Sayfa:
□ □ □ □ □ □ □

30 Ağustos 2011 Salı

İlmik ilmik, Şike operasyonu (Gelişme)


Bir rüya gördüm; epey çetrefilli, 3 bölümde anlatacağım müsaadenizle. Kişiler, kurumlar tamamen hayal ürünüdür.




Konuyla ilgili bir önceki şu yazıda çok fazla detaylarına girmeden son 2 yılın fotoğrafını çekmeye çalıştık, kısmi yorumlarla.
Şimdi asıl meseleye gelelim. Temmuz ayında ve takip eden dönemde neler oldu, bir kez daha hatırlayalım:


  • Şike soruşturması başladı.
  • Abdullah Öcalan ile devlet yetkilileri arasında görüşme yapıldığı iddia edildi.
  • Deniz Feneri soruşturması kapsamında gözaltına alınanlar oldu.
  • Çok sayıda şehit verdik. 13 şehit verilen bölgede komutan kusurlu bulundu ve görev yeri değişti.
  • Demokratik Toplum Kongresi (DTK); Kürt halkı olarak demokratik özerkliklerini ilan ettiklerini duyurdu.
  • Özel harekat polislerine terör bölgesinde yetkiler tanımlanacağı iddia edildi.
  • Kuvvet Komutanları ve Genelkurmay Başkanı görevlerini bıraktı.
  • Döviz ve altın fiyatları yükseldi.

□ □ □ □ □ □ □

Bölge etiketleme öğeleri:
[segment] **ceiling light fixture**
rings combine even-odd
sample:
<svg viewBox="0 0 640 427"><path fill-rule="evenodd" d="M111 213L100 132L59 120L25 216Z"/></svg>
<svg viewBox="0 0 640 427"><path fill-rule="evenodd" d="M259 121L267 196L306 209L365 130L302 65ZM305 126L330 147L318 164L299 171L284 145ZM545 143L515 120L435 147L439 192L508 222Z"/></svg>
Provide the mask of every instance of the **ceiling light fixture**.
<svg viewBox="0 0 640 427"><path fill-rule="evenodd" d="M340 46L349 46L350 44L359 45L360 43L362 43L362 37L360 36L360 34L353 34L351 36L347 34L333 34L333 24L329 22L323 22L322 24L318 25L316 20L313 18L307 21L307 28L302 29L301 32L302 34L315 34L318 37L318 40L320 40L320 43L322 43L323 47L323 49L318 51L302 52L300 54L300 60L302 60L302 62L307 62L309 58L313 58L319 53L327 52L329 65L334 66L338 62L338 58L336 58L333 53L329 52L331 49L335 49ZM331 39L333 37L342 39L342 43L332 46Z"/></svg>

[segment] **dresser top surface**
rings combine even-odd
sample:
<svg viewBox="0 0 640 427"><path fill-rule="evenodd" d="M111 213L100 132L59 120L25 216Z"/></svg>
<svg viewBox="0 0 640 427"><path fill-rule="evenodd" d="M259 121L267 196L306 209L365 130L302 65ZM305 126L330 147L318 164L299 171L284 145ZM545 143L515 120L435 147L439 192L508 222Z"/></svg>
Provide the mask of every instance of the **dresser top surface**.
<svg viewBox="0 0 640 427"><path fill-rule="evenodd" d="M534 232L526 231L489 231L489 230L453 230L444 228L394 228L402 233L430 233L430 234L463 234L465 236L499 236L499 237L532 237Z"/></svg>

□ □ □ □ □ □ □

Görev:
Şike operasyonu üzerine yazılmış metni, son maddeden sonrasını yazarak sürdürün.

Alıştırma çıktısı:
  • Kıdem tazminatının kalkacağı yönünde haberler yayınlandı.
  • Tutuklu vekiller için yapılan boykot ile oluşan yemin krizi çözüldü.
  • Yeni Anayasa çalışmaları başladı.
  • Sosyalist Kürt siyasetçi ve yazar Kemal Burkay 31 yıl aradan sonra Türkiye'ye döndü.
  • RTÜK, Kamu İhale Kurumu, Rekabet Kurulu, Bilgi Teknolojileri ve İletişim Kurumu, Sermaye Piyasası Kurulu, TMSF, EPDK, BDDK, TAPDK kibi özerk kurum ve kurullar iligili bakanlıkların denetimi altına girdi.
  • Deniz Feneri savcıları görevden alındı. Görevden alınan savcı, "Birilerine yaranacağıma limon satarım." dedi.
  • Euro 2,5'u geçti.
  • OdaTV iddianamesi hazırlandı. Ahmet Şık ve Nedim Şener'in Ergenekon terör örgütüne yardım etmekten 15 yıl hapsi istendi.
  • Türkiye, bizzat Dışişleri Bakanı vasıtasıyla Suriye'ye nota verdi.
  • Belli başlıklarla Türkiye gündemi yukarıdaki gibi şekillendi. Şike soruşturması yaygarasının kaldırdığı tozun altında muhakkak ki bazı hesaplar görülmüştür. Bunun aksi beklenemez. Ama bu soruşturma başlı başına bir hesap, bir hasat değil mi zaten?
    Şöyle bir senarize etsek tüm yaşananları, ne dersiniz?
    Birileri bu çorabı ama bu sebepten ama bu sebepten ördü Fenerbahçe'nin başına.
    Bu birileri; kim olabilir ve bunu neden yapmıştır peki?
    Kurcalayalım bakalım.

    İlmik, ilmik adlı ilk yazıda belirttiğimiz üzere; yaşananları kronolojik bir sıraya koyduğumuzda dahi ortaya bir tablo çıkıveriyor.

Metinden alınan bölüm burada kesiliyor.